Segment Start: RECORDS FOR THIS TASK

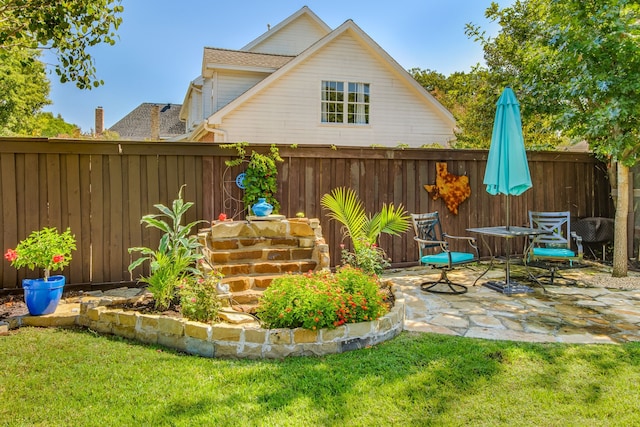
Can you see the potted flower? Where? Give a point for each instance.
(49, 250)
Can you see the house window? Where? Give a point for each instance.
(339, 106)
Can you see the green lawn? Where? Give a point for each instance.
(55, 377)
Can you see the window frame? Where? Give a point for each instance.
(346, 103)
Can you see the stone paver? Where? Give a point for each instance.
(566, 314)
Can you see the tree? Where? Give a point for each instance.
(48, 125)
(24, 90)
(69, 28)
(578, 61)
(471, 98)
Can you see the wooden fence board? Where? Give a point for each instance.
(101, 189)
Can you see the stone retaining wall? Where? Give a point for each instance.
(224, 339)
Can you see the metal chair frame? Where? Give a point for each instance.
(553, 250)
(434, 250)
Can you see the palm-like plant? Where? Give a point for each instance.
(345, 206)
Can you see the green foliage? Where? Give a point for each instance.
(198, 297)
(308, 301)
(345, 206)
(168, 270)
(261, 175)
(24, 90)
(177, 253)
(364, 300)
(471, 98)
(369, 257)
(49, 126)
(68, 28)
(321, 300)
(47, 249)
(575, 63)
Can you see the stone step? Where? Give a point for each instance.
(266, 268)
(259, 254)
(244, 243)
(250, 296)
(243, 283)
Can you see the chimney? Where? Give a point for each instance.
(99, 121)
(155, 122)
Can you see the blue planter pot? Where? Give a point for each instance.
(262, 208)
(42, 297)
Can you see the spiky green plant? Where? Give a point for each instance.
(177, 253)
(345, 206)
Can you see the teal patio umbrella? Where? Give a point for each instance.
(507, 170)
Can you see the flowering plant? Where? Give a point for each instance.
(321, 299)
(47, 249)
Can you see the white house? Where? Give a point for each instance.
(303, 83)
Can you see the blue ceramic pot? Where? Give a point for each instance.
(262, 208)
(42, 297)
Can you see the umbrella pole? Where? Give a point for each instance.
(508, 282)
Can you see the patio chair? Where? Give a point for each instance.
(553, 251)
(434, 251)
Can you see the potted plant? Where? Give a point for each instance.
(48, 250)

Segment End: RECORDS FOR THIS TASK

YOUR TASK. Restate the material above word for word, so that nothing changes except that the pictures are gone.

ANSWER FOR THIS EXERCISE.
Can you see the potted flower? Where? Give a point for each instance.
(49, 250)
Can you see the house window? Where? Give a point for each instance.
(339, 106)
Can you see the green lawn? Where? Give a point for each instance.
(55, 377)
Can you see the window frame? Where? Give a point for each instance.
(346, 103)
Can you see the stone paver? Where? Give a point for each instance.
(566, 314)
Can you see the tree? Where? Give a point for each instance.
(48, 125)
(24, 90)
(69, 28)
(578, 61)
(471, 98)
Can you see the wooden fence board? Where? Give a point for each instance.
(101, 189)
Can you see the stone retaining wall? Where? Give a point for each instance.
(224, 339)
Can you see the metal chair frame? Where? Give a point for each instance.
(553, 250)
(434, 250)
Can you see the palm-like plant? Where? Give a point for each instance.
(345, 206)
Can you see the green foliage? Where? Give a point for each instance.
(198, 297)
(308, 301)
(345, 206)
(168, 270)
(261, 175)
(24, 90)
(177, 253)
(364, 300)
(471, 98)
(369, 257)
(49, 126)
(68, 28)
(321, 300)
(47, 249)
(575, 63)
Can you see the stone step? Where? Give a point for each instance.
(266, 268)
(259, 254)
(244, 243)
(250, 296)
(243, 283)
Can you see the chimney? Where? Give a point for each instance.
(99, 121)
(155, 122)
Can you see the blue planter pot? Where? Give a point for each instance.
(262, 208)
(42, 297)
Can you see the spiky green plant? Where? Give a point for each instance.
(177, 253)
(345, 206)
Can you see the teal patio umbrella? Where? Give a point for each instance.
(507, 170)
Can you see the flowering plant? Where? Give a point for each instance.
(321, 299)
(47, 249)
Can you see the white house? Where? Give a point for each instance.
(303, 83)
Can you see the blue ceramic pot? Where? Give a point for each instance.
(262, 208)
(42, 297)
Can you see the umbrella pole? Where? Give a point for each instance.
(508, 282)
Can you see the patio chair? Where? Give a point for each instance.
(553, 251)
(434, 251)
Can you see the potted plant? Where? Give a point for each instance.
(48, 250)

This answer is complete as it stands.